## BEGIN

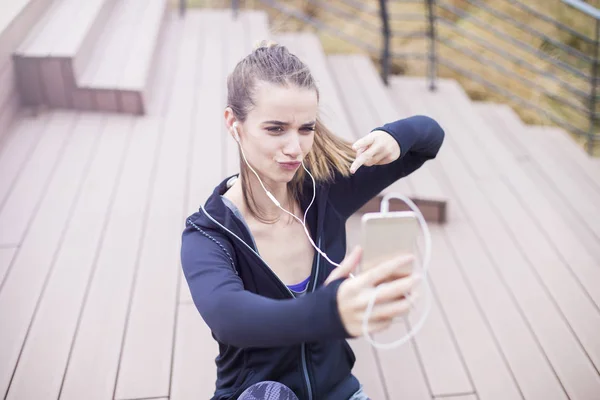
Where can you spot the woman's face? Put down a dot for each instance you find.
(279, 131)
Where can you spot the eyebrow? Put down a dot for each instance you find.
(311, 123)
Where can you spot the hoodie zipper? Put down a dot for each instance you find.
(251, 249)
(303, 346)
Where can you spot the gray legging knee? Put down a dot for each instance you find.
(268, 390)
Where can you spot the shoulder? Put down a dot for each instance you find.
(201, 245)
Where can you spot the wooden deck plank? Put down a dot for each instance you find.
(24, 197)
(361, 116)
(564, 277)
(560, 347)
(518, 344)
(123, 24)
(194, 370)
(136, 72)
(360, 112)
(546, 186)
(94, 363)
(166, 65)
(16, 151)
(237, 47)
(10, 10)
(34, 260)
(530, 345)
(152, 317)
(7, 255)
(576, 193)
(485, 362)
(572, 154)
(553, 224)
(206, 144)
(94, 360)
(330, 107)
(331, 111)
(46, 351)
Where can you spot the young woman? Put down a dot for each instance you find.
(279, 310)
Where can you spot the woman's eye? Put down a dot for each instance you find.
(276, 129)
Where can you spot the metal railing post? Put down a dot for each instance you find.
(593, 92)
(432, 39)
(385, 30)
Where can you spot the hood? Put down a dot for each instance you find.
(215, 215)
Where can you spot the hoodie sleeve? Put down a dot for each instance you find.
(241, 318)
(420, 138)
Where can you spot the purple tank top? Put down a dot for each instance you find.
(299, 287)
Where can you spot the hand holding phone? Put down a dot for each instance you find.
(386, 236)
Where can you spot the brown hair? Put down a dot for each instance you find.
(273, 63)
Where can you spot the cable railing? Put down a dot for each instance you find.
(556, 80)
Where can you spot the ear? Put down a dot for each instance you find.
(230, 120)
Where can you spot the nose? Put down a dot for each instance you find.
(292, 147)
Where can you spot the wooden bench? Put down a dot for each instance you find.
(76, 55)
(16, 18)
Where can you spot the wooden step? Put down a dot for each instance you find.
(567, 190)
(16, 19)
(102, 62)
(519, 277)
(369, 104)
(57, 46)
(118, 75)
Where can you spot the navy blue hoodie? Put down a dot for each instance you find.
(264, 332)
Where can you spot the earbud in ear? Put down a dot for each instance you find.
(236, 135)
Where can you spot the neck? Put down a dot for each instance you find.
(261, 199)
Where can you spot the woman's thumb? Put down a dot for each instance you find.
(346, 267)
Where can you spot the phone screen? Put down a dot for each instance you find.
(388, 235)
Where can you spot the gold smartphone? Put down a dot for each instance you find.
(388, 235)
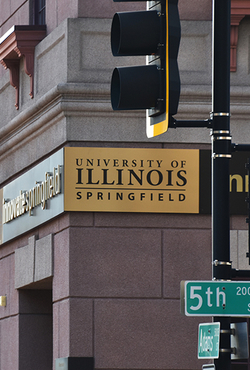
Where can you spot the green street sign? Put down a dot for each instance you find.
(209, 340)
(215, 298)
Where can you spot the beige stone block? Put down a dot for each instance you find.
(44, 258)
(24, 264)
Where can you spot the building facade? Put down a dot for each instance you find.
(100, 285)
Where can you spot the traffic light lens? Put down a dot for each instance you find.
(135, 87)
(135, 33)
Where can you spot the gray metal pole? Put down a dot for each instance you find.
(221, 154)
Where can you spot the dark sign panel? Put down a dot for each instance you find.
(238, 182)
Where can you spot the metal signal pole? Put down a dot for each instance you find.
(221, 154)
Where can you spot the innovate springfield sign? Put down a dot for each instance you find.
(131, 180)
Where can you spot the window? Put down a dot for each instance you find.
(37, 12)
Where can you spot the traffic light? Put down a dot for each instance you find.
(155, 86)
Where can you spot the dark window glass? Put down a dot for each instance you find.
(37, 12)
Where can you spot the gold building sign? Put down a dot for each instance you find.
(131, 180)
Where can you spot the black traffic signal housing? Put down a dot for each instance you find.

## END

__Written instruction__.
Rewrite the data from the line containing "Where can you spot the dark sign" through the end of the data, replacing "instance" with "occurrence" and changing nothing else.

__Complete output__.
Where can you spot the dark sign panel? Put down a dot for each occurrence you find.
(238, 182)
Where can you spot the metal signal pole? Put down a dot for each occurrence you find.
(221, 154)
Where can you spot the innovate springfield sign? Put down a dot for each occurrence you find.
(131, 180)
Where can you spot the window? Put down a dot for each occurrence you find.
(37, 12)
Where can you spot the traffic light? Put down a dot for each occurrence you find.
(155, 86)
Where can you spot the dark window glass? Put down a dot for each occurrence you find.
(37, 12)
Where can you spot the gold building sign? Put down a dot for each occurrence you find.
(131, 180)
Where can you spot the black traffic signal housing? Put down a dot for each occurrence you find.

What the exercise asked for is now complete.